Direction: Please convert every line of the items below into a JSON list of strings, with one string per line and blank lines left out.

Entries shown:
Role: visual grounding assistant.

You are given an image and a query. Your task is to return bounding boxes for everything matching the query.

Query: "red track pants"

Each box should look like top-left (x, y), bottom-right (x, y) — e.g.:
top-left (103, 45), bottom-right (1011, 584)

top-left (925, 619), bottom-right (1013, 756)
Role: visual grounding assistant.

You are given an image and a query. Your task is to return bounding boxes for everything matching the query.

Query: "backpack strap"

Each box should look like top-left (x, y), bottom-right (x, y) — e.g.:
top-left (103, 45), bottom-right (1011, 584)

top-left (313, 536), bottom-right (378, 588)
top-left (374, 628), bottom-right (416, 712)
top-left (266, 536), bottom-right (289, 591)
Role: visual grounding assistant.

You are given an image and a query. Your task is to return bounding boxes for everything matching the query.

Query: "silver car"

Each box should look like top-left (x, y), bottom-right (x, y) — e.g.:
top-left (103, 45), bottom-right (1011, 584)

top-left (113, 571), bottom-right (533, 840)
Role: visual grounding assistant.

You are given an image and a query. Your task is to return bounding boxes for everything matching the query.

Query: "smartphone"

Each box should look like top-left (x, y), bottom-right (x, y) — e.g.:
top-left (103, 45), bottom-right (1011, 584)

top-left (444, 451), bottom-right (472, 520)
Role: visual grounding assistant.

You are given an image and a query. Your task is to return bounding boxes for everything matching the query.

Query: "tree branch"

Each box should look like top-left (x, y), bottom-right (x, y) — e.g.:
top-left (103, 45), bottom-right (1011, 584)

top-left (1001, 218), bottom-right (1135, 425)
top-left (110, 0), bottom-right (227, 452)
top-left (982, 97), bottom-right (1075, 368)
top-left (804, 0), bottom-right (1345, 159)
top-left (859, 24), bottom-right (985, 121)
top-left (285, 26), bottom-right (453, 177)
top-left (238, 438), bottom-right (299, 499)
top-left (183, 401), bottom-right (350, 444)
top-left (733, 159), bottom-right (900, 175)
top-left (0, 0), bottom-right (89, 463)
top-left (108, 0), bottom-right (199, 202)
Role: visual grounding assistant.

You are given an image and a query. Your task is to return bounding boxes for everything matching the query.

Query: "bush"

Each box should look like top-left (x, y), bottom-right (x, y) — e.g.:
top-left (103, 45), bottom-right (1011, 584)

Solution:
[
  "Role: visual grounding assistant.",
  "You are given an image and a query. Your task is to return bounding boxes for everything matching the query.",
  "Query: \"red track pants\"",
  "Each box should look like top-left (x, y), bottom-right (x, y) — e.g.:",
  "top-left (103, 45), bottom-right (1011, 584)",
  "top-left (925, 619), bottom-right (1013, 756)",
  "Role: visual grounding assistant.",
  "You are given an image and a query. Your task is to return bounding boxes for everything matching the query.",
  "Query: \"backpack strap\"",
  "Each box should look like top-left (x, y), bottom-right (x, y) — e.g.:",
  "top-left (103, 45), bottom-right (1011, 584)",
  "top-left (313, 536), bottom-right (378, 588)",
  "top-left (374, 628), bottom-right (416, 712)",
  "top-left (266, 536), bottom-right (289, 591)",
  "Role: visual grounding assistant.",
  "You are given an image and a query. Your task is to return bounding boxes for everything matching the query.",
  "Query: \"silver car\"",
  "Each box should look like top-left (x, y), bottom-right (x, y) — e.g.:",
  "top-left (103, 45), bottom-right (1011, 584)",
  "top-left (113, 571), bottom-right (533, 840)",
  "Role: visual grounding assistant.",
  "You are given an image and a query. Your task is to return bounding boxes for everything matching the query.",
  "Query: \"smartphone\"",
  "Each box should look like top-left (x, y), bottom-right (x, y) — e.g.:",
  "top-left (103, 45), bottom-right (1011, 584)",
  "top-left (444, 451), bottom-right (472, 520)",
  "Role: visual grounding assistant.",
  "You are given an image and a query. Your task is to return bounding boxes for everything matching the query.",
  "Query: \"tree branch\"",
  "Each box should look like top-left (x, y), bottom-right (x, y) — e.g.:",
  "top-left (103, 45), bottom-right (1011, 584)",
  "top-left (1001, 218), bottom-right (1135, 425)",
  "top-left (110, 0), bottom-right (227, 452)",
  "top-left (982, 97), bottom-right (1075, 368)",
  "top-left (804, 0), bottom-right (1345, 159)",
  "top-left (859, 24), bottom-right (985, 121)",
  "top-left (285, 26), bottom-right (453, 177)",
  "top-left (238, 438), bottom-right (299, 499)",
  "top-left (183, 401), bottom-right (350, 444)",
  "top-left (733, 159), bottom-right (900, 175)",
  "top-left (0, 0), bottom-right (89, 463)",
  "top-left (108, 0), bottom-right (199, 202)",
  "Role: visual grounding assistant.",
  "You are given an image and a query. Your task is to return bounding boxes for everything matching the query.",
  "Query: \"bush\"",
  "Each box should look like top-left (x, y), bottom-right (x, y) — e.g.:",
  "top-left (103, 45), bottom-right (1011, 584)"
]